_PROBLEM DETAILS_:
Write out, character for character, the stretch of lines from the one containing "Target: white trim above door" through the one containing "76 47 L 59 37", including both of those lines.

_ROWS_:
○ ○ ○ ○

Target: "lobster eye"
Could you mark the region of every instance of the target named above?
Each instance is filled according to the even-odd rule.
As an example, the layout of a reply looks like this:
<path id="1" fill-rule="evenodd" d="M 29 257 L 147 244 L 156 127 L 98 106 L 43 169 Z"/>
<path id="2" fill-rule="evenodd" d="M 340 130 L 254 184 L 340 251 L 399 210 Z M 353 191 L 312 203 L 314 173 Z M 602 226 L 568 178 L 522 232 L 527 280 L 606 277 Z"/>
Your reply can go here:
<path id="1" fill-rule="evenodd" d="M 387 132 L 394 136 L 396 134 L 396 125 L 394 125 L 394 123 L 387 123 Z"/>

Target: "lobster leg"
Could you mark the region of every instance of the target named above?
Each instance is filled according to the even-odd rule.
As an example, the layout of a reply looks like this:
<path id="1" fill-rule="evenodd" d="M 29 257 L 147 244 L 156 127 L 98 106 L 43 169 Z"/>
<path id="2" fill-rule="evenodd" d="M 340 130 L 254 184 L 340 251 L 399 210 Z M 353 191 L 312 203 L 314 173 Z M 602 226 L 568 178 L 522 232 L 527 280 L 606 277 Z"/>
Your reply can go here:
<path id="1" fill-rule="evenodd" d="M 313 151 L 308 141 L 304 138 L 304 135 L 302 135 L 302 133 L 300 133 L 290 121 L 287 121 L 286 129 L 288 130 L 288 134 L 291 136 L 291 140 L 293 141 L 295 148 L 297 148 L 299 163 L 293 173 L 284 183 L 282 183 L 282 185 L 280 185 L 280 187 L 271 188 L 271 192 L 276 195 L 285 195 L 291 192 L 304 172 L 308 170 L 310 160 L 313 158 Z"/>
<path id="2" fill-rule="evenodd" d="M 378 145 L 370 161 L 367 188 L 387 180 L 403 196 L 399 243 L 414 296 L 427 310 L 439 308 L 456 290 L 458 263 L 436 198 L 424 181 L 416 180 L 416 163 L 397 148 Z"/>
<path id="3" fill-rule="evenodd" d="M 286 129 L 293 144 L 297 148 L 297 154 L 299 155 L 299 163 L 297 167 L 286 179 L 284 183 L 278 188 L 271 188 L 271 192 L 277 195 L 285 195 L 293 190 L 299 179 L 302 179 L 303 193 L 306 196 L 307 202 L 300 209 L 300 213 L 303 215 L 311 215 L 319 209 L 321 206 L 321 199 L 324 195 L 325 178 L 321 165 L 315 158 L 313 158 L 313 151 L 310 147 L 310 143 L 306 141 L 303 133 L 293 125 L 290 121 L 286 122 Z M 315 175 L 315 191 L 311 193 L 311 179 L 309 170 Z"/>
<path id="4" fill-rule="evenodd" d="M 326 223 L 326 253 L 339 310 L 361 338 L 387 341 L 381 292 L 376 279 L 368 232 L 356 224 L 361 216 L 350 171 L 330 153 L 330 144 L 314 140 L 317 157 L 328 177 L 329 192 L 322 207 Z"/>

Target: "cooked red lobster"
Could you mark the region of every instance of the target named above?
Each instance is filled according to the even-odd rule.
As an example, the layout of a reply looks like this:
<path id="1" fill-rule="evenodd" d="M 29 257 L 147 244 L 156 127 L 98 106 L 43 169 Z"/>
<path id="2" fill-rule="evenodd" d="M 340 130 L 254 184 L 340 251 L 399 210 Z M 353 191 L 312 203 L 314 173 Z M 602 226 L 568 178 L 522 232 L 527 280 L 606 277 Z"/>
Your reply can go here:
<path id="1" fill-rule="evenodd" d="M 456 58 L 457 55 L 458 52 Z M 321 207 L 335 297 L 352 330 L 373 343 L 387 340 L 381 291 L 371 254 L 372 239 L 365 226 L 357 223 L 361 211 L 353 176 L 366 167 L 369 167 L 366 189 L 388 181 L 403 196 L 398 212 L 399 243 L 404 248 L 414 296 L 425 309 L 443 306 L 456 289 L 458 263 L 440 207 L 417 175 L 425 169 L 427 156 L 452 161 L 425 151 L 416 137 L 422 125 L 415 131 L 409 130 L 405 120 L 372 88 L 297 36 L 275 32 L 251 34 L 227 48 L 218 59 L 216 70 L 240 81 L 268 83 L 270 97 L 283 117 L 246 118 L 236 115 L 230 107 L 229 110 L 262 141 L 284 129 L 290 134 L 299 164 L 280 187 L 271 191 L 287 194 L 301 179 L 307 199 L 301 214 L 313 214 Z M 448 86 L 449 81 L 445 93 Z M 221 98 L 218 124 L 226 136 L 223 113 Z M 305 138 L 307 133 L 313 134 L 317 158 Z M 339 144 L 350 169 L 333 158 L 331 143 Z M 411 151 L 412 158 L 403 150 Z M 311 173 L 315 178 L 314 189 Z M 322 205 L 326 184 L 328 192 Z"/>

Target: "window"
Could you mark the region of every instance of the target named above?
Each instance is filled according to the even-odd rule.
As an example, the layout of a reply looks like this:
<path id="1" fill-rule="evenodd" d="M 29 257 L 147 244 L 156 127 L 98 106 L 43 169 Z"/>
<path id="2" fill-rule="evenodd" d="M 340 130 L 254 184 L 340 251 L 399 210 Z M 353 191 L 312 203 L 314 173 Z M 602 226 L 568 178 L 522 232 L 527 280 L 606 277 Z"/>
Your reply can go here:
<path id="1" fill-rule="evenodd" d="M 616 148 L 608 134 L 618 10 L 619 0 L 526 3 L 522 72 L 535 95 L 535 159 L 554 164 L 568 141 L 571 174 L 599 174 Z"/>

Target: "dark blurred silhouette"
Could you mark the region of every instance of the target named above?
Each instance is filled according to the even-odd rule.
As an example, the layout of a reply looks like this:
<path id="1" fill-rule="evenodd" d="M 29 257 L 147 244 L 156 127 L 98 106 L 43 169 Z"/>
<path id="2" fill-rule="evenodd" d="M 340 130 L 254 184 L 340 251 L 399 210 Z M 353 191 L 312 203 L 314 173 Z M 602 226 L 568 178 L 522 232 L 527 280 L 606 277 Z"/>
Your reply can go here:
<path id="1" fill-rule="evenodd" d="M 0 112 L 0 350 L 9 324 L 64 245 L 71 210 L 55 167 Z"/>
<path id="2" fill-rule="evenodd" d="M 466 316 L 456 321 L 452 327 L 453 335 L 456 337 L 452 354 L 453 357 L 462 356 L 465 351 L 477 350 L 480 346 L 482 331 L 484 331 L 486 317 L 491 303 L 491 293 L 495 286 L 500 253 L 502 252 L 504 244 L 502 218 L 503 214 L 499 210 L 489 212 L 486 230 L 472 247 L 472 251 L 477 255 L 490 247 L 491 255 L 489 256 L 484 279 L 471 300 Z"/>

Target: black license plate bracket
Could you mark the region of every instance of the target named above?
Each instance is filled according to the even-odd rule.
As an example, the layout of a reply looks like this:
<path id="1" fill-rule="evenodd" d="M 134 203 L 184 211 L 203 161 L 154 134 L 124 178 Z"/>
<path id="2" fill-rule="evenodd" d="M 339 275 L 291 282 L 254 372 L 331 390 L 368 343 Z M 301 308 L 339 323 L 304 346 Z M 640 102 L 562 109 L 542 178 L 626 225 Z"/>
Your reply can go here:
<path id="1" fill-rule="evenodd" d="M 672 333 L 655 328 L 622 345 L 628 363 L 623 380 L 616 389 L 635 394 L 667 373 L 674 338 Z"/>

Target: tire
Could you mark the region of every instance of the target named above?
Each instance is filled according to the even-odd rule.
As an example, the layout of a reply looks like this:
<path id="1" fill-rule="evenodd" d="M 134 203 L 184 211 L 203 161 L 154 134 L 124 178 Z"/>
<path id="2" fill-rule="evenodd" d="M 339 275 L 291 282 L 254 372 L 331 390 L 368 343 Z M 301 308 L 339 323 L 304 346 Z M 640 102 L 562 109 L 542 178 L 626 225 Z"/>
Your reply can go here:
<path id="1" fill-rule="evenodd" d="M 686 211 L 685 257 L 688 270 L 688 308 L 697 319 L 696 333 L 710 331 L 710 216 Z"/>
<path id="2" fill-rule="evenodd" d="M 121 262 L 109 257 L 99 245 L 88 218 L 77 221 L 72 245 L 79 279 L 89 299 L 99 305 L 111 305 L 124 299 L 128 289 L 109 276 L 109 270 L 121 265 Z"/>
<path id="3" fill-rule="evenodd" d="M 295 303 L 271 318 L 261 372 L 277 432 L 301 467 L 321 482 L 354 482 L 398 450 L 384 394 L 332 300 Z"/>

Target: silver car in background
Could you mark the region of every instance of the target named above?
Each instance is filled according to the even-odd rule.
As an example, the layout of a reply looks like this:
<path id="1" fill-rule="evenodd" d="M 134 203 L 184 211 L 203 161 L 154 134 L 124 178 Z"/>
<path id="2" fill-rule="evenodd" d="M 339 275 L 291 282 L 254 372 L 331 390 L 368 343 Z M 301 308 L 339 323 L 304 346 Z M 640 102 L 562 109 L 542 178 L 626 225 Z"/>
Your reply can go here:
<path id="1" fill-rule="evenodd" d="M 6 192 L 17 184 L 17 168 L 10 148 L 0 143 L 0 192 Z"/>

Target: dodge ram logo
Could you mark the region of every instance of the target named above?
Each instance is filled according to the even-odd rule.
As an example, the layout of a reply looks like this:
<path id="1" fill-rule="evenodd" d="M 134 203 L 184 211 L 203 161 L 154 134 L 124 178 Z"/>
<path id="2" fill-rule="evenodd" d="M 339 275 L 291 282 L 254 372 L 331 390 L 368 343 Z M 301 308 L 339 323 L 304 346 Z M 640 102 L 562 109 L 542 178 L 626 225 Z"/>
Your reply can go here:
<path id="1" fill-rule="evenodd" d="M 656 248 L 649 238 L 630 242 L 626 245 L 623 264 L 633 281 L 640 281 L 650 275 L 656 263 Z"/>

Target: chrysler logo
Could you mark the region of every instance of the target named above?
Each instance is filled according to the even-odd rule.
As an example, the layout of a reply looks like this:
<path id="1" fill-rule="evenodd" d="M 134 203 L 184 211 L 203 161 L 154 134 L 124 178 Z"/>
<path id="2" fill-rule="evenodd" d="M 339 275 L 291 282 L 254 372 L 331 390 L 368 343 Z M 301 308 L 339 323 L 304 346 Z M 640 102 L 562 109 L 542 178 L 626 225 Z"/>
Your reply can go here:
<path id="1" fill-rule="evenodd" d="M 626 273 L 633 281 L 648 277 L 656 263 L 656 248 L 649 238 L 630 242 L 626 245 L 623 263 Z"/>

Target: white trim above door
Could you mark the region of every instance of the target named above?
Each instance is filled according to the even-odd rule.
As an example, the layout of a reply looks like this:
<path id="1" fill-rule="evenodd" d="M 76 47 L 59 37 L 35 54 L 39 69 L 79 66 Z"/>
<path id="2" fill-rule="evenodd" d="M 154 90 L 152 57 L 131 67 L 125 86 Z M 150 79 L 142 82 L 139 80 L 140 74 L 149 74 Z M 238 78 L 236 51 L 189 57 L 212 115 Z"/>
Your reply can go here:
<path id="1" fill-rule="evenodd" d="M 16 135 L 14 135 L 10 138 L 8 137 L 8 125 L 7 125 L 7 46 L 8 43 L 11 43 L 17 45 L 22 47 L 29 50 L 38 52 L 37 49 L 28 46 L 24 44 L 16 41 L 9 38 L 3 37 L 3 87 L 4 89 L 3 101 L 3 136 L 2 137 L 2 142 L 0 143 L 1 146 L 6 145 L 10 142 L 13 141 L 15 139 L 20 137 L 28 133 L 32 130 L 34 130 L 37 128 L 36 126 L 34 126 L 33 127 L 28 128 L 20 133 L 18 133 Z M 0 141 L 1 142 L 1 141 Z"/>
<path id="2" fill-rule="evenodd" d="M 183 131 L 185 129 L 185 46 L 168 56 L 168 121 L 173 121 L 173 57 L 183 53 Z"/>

○ ○ ○ ○

_SOLUTION TO THIS PROBLEM_:
Target: white trim above door
Could you mark the region of every instance of the target named above?
Each instance is filled according to the even-odd rule.
As an example, the layout of a reply looks like this:
<path id="1" fill-rule="evenodd" d="M 76 47 L 59 37 L 35 54 L 39 69 L 79 66 Z"/>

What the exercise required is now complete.